:: What the task requires ::
In the post on death and resurrection below, apart from the mother's funeral service last year, how long has the writer gone without attending church?

Death and resurrection, I guess that’s what it’s all about.
I titled the post in the hope of the Resurrection rather than in the faith of the Resurrection. I think that’s a more accurate statement of where my spiritual situation stands at this juncture in my life. I was thinking about it on Sunday and realize that outside of my mom’s funeral service last year I haven’t been to church for the better part of four years. And it really didn’t bother me. I still think about religion, and God, and the Church a lot, but what I believe is a whole different thing.
A large part of me has come to believe that we who are privileged to live here in the US of A, with the freedoms we take so much for granted, our supermarkets full of the bounty of God’s creation, plentiful clean water to drink and food to eat, a governing system that, while far from perfect, is hands above just about any other on this planet, and everything else we tend to take for granted: well, perhaps this is what heaven is. We’re not enslaved by totalitarian regimes, the majority of our people don’t live amidst garbage and filth and poverty beyond anything we can imagine like folks do in large swaths of Africa and Asia. For all bitching and complaining we do, to be alive here in the USA of the early 21st century is where it’s at. It doesn’t get a whole lot better than this, is what I’m saying.
What happens after we die? Well, I’m not going to worry about it. When my time comes I’ll deal with it then and let God, whomever He, She, or It is, handle things from there. I like to live in the present: I find thinking about the past makes me feel melancholy and a bit lost – not because of what I have or haven’t done, or under achieved or over achieved in, it’s just those I’ve loved and everything I knew as I’ve grown to this age is increasingly lost to the passage of time. I look at my life and have very few regrets about anything I’ve done, decisions I’ve made or things I should have done differently, and can only ask how do I know whether I would have come out of them better or worse than I am now? You can’t dwell on that kind of shit – it’ll eat you alive.
So I focus on the present: the things I need to do at work, the quiet joys of relaxing on my back porch, the golf clubs left to complete my set, the books I’m reading, the tasks of everyday life at hand. As far as the future is concerned, Tracey and I have done as much as we can to plan and prepare for our retirements (mine coming much sooner than hers!), so it’s just prepare just in case you live long enough to experience it. I know things will change, some for the better, perhaps, most surely for the worse. But you can’t fixate and worry about it: life has its own way of coming at you just like it always has. Life is fleeting. Joy and anguish equally so. You deal with the cards you’ve been dealt and deal with it as best you can.

:: Data shown ::
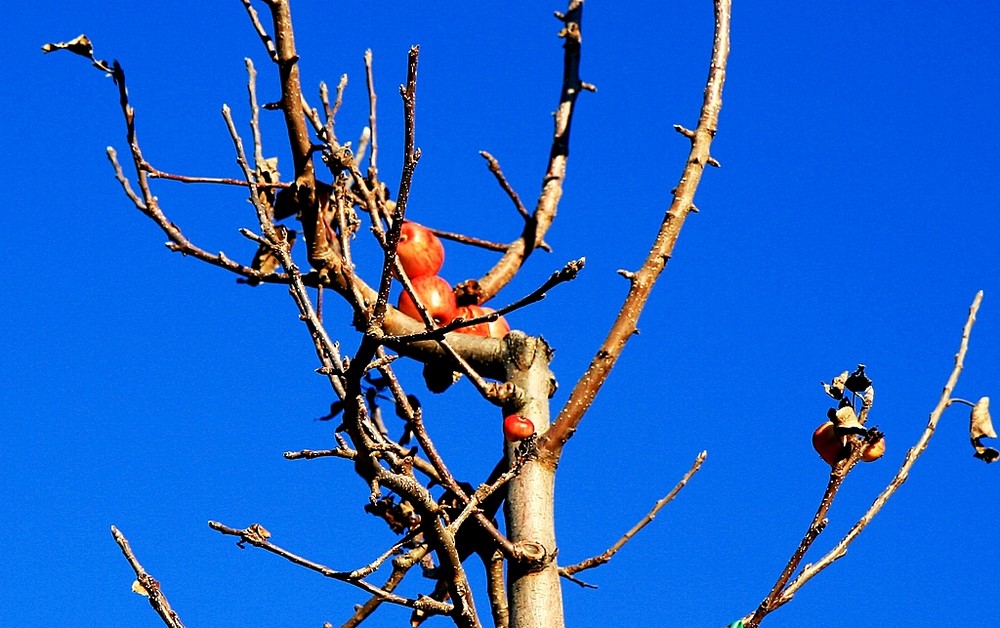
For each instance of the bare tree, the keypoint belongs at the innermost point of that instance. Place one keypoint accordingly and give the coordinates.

:: Answer to the problem ::
The better part of four years.